═══ Texto proporcionado

«El dinero huele bien
venga de donde venga», Juvenal
Lo primero es
determinar qué es el dinero y qué características tiene el dinero actual. De
entrada, el dinero tan solo tiene presencia en las sociedades más avanzadas, en
las que hay una especialización, por básica que sea, en la producción de bienes
y servicios. Las sociedades más primitivas bien producen lo que consumen, bien
producen bienes para su intercambio por otros (con el aderezo de que también se
pueden intercambiar servicios por servicios o bienes por servicios,
desvirtuando, en sentido jurídico, el concepto típico de la permuta), luego no
necesitan medios de pago.
En las sociedades más
avanzadas es inevitable que surja el dinero. ¿Qué puede servir como dinero?
Cualquier cosa, siempre que haya una aceptación general de que su función es
servir como medio de pago —lo que presupone capacidad de conservar valor—. Históricamente,
como nos contó Milton Friedman, han sido usados como dinero el ganado, la sal,
la seda, las pieles, el pescado ahumado, el tabaco, las plumas o las piedras,
hasta la llegada de los metales —oro, plata, cobre, hierro, estaño—, en una
evolución que ha llevado al triunfo del papel y de los apuntes contables (en
libros, pero también en soporte electrónico, más recientemente).
El dinero, en síntesis,
es un medio de pago porque representa capacidad para adquirir bienes y
servicios.
El mayor hito histórico
de las últimas décadas acaso sea la atribución a los bancos centrales de la
capacidad para crear dinero, lo que no ha permitido superar una de las mayores
contradicciones del dinero, como es la consistente en la dificultad de que el
valor de una moneda se mantenga estable y no oscile.
Los Estados, casi
siempre, desde su surgimiento en el siglo XV, han sido proclives a endeudarse
en exceso (recordemos la primera quiebra hispánica, la de Felipe II, en 1557).
Agotada la posibilidad pedir prestado a los banqueros o a los mercados,
limitado el margen para incrementar la presión impositiva o para contener el
gasto, la opción más sencilla, en apariencia, ha sido la de emitir dinero a través
de los bancos centrales.
Por ello, para mitigar
los efectos perversos de esta emisión no sustentada en la actividad económica
real (como la excesiva inflación) se ha tratado de preservar la autonomía de
los bancos centrales, para evitar que emitan dinero a ciegas, condicionados por
aspectos puramente políticos o coyunturales, cortoplacistas o “medioplacistas”.

══════

Retoma el texto sobre el dinero y los bancos centrales a partir de su última oración. Los datos que aparecen a continuación no guardan relación con el texto sobre el dinero.

═══ Datos suministrados

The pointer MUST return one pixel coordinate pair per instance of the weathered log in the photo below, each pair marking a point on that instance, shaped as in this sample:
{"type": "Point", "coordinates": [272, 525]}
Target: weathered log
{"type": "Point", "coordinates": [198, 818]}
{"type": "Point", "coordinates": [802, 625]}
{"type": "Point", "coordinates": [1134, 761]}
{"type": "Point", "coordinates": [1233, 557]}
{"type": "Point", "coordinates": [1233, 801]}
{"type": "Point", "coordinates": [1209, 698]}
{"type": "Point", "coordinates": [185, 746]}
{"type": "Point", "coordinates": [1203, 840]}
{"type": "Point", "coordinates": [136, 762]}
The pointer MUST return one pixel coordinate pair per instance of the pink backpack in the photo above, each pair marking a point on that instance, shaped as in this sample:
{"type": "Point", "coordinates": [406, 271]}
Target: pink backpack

══════

→ Resultado de la tarea:
Otro elemento
trascendental para conocer las relaciones entre el dinero, los bancos centrales
y las entidades bancarias es la posibilidad de estas últimas, en exclusiva, de
captar fondos reembolsables del público, que, al ser prestados a otros
clientes, multiplican la base monetaria, sin necesidad de que se emitan nuevos
billetes o monedas. Como afirmó Termes Carreró, “esta facultad de crear dinero
es la que da lugar al llamado dinero escriturario, el cual, junto con el dinero
efectivo emitido por los bancos centrales en forma de moneda metálica y
billetes, constituye la base monetaria”.
Dicho todo lo anterior,
no parece plausible, a corto plazo, la completa desaparición del dinero en
efectivo de nuestras sociedades, pues, de hecho, este constituye el primer
escalón de la masa monetaria (el conocido como “agregado estrecho” o M1), y es,
a su vez, la base de los otros agregados monetarios.
Sin embargo, la crisis
financiera ha mostrado que no es necesario imprimir billetes para que los
bancos centrales puedan adquirir determinados activos financieros. Por ejemplo,
según relata Ben Bernanke, en el marco de las medidas de expansión
cuantitativa, la Reserva Federal, en
contra de lo
que se cree,
no imprimió billetes
para comprar los
activos de algunas entidades rescatadas como Fannie Mae o Freddie Mac,
pues las «cuentas de reserva» de su balance son meros apuntes electrónicos,
formando parte de la base monetaria pero quedando fuera de circulación.
Los Gobiernos desean
ejercer un mayor control sobre las finanzas de los ciudadanos y empresas, para
optimizar las funciones recaudatorias, la prestación de servicios públicos y
prevenir el fraude e incluso la comisión de delitos o el aprovechamiento de sus
consecuencias económicas (mediante la prevención del blanqueo de capitales).
Obviamente, cuanto más
dinero se mueva a través de los canales bancarios, mayores posibilidades habrá
de ejercer este control. La mayor dificultad de vigilancia del movimiento del
efectivo dificulta estos fines, que, desde luego, son legítimos.
En los próximos años se
habrá de encontrar un punto de equilibrio entre los intereses generales y los
individuales, que no parece que provoque, por un extremo, la plena sustitución
del dinero emitido por los bancos centrales por otro “tipo de dinero”, ni, por
el otro, que las transacciones en billetes y monedas físicas lleguen a su fin.
No hay inconveniente en
que “bitcoin”, por ejemplo, pueda emerger como nuevo medio de pago, a pesar de
las oscilaciones de su valor —oscilaciones que no son ajenas al dinero emitido
por los bancos centrales—, siempre que los participantes en los intercambios
económicos lo acepten de forma no unánime pero sí generalizada.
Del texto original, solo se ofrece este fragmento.